=== EXERCISE DETAILS ===
Output every line exactly as written. Leave out pictures.

=== WORKING DATA ===
== == ==
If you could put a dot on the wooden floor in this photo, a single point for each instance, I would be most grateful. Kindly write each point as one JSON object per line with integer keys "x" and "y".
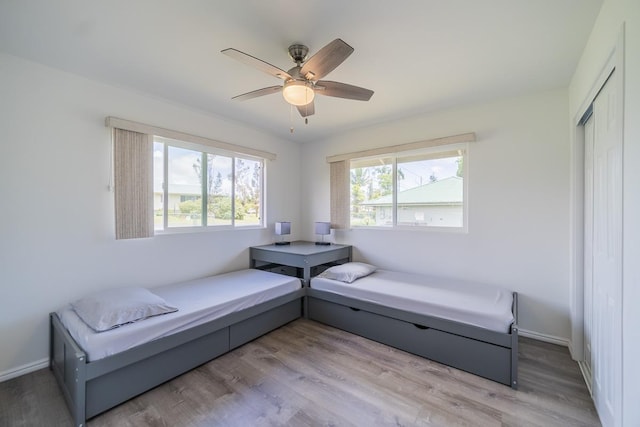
{"x": 308, "y": 374}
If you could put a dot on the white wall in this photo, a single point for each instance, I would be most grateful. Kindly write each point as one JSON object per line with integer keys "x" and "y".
{"x": 615, "y": 14}
{"x": 56, "y": 219}
{"x": 518, "y": 203}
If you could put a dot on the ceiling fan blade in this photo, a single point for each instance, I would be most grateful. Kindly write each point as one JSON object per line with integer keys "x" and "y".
{"x": 256, "y": 93}
{"x": 257, "y": 63}
{"x": 342, "y": 90}
{"x": 326, "y": 60}
{"x": 307, "y": 110}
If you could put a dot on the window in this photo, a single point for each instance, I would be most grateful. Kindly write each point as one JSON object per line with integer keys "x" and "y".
{"x": 424, "y": 188}
{"x": 199, "y": 186}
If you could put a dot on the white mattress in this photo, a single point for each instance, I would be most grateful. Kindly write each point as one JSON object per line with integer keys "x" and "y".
{"x": 198, "y": 301}
{"x": 472, "y": 303}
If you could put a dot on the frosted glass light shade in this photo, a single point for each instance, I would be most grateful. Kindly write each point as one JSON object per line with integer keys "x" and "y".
{"x": 323, "y": 228}
{"x": 283, "y": 228}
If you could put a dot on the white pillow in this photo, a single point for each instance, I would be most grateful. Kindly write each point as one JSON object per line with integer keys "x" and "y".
{"x": 348, "y": 272}
{"x": 115, "y": 307}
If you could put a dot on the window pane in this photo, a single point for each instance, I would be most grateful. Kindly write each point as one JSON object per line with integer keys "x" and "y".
{"x": 371, "y": 183}
{"x": 248, "y": 192}
{"x": 430, "y": 190}
{"x": 185, "y": 187}
{"x": 219, "y": 184}
{"x": 158, "y": 185}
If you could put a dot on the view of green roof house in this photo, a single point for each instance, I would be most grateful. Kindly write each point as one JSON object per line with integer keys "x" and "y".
{"x": 178, "y": 193}
{"x": 438, "y": 204}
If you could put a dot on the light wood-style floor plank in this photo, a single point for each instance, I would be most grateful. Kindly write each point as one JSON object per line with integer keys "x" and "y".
{"x": 308, "y": 374}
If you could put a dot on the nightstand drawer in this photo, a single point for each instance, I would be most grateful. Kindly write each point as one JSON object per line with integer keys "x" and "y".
{"x": 285, "y": 269}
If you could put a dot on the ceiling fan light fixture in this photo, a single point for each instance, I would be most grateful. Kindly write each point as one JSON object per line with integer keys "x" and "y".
{"x": 298, "y": 93}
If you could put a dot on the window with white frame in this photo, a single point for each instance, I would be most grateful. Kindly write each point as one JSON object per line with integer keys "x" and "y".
{"x": 197, "y": 186}
{"x": 421, "y": 188}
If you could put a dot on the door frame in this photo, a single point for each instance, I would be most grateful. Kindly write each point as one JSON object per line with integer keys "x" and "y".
{"x": 615, "y": 61}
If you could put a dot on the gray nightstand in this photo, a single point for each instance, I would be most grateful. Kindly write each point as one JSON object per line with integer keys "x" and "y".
{"x": 299, "y": 259}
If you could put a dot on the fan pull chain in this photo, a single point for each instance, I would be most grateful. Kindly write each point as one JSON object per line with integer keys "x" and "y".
{"x": 291, "y": 118}
{"x": 306, "y": 108}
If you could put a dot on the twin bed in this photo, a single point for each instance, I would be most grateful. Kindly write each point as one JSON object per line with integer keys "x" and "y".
{"x": 460, "y": 324}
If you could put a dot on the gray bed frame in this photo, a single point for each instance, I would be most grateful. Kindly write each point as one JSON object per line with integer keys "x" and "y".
{"x": 489, "y": 354}
{"x": 93, "y": 387}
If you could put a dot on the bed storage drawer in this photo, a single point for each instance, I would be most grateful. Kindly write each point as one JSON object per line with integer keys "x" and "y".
{"x": 481, "y": 358}
{"x": 120, "y": 385}
{"x": 258, "y": 325}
== == ==
=== RESULT ===
If you could put a dot on the wooden floor in this photo, a single point for each instance, I would be most grateful. Kindly write each point as one JSON object per line with integer keys "x" and "y".
{"x": 308, "y": 374}
If you could put a dot on the white wall in this photo, a single point for each instance, I would be most grateful. Kindly write each point as one JSON object per line with integer keys "x" and "y".
{"x": 615, "y": 14}
{"x": 56, "y": 219}
{"x": 518, "y": 203}
If you could put a dot on the ceiling fan blade in this photo, a single point for each instance, I would be most grateful. Kindly write each point as one JSON object per line with integer keys "x" and "y".
{"x": 256, "y": 93}
{"x": 257, "y": 63}
{"x": 342, "y": 90}
{"x": 326, "y": 60}
{"x": 307, "y": 110}
If you could put a dot on the window in this photo, a single point for each instance, I would be most grateful. Kindly write each point as one JSON object per line with integer keys "x" and "y".
{"x": 424, "y": 188}
{"x": 199, "y": 186}
If you could put a dot on the white mattress in this photo, a single point for each instance, I would be most grateful. Kindly write each point as one JSON object per line with integer keys "x" and "y".
{"x": 198, "y": 301}
{"x": 472, "y": 303}
If you could put a dot on the frosted glass light shade in this photo, a single point for each instance, I would be most grateful. Kindly write each point as one JSON object per line with integer keys "x" and "y".
{"x": 323, "y": 228}
{"x": 283, "y": 228}
If you could put a dot on the white pillow in this photo, a single point for each instance, I would be most grateful. Kindly write each point as one JSON object per line with integer keys "x" and "y".
{"x": 348, "y": 272}
{"x": 115, "y": 307}
If you could put a dot on the window pane in this photo, a single point for each instance, I would be most grateful. Kindly write each point as one JSON object per line with integer keys "x" and "y".
{"x": 371, "y": 183}
{"x": 248, "y": 192}
{"x": 430, "y": 190}
{"x": 185, "y": 187}
{"x": 219, "y": 184}
{"x": 158, "y": 185}
If you could put a dot on the view of green roof house in this photo, a single point for each instance, I would be most grateful. Kindly write each point as one JSON object per line with integer keys "x" and "y".
{"x": 178, "y": 193}
{"x": 438, "y": 204}
If you could put a dot on the light wood-style floor plank in this photo, a single point for each instance, I would be most grateful. Kindly write each point as one JSON object per line with integer keys "x" and "y".
{"x": 308, "y": 374}
If you could put a dot on the nightstand drawer in this photo, a single point for each instance, I would be most grateful. Kindly write each point as one JSON object per line with integer keys "x" and "y".
{"x": 285, "y": 269}
If you could put a dot on the ceiling fan light fixture in this photo, a single point for each instance, I would be most grateful. Kindly write each point as one JSON object per line with integer keys "x" and "y".
{"x": 298, "y": 93}
If you could put a dot on the window with white frame in this photo, a single point for each instance, I would be most grateful. Kindly write each point as one JSON object per line with integer keys "x" and "y".
{"x": 197, "y": 186}
{"x": 421, "y": 188}
If you could put a dot on the door frame in this photo, a single point for each instance, I would be most grateful. Kindly write each point as one JSON object per line with integer keys "x" and "y".
{"x": 615, "y": 61}
If you could put a dot on the gray nightstand in this photo, a single point for each instance, I would be most grateful. Kindly write each point as one JSON object per line with integer keys "x" and "y".
{"x": 299, "y": 259}
If you could put a dot on the fan pull chain in this photo, a single point for each instance, I would be most grateful. Kindly write each point as one JSON object per line with integer keys "x" and "y".
{"x": 291, "y": 118}
{"x": 306, "y": 108}
If you could put a dot on the twin bed in this photo, a single point for each instance, I would be most grateful. Kindly write each point as one JSON object per line with integer keys "x" and "y".
{"x": 460, "y": 324}
If you could put a dot on the gray bed frame in this photo, a single point for each instance, I would be most grateful. Kindly write each point as one JSON object per line with integer keys "x" and "y".
{"x": 489, "y": 354}
{"x": 93, "y": 387}
If you could put a dot on the bed storage drawer in this photo, a single point for each instance, I would be most grateful. Kindly write each point as one JSON object per line with integer keys "x" and "y".
{"x": 481, "y": 358}
{"x": 120, "y": 385}
{"x": 258, "y": 325}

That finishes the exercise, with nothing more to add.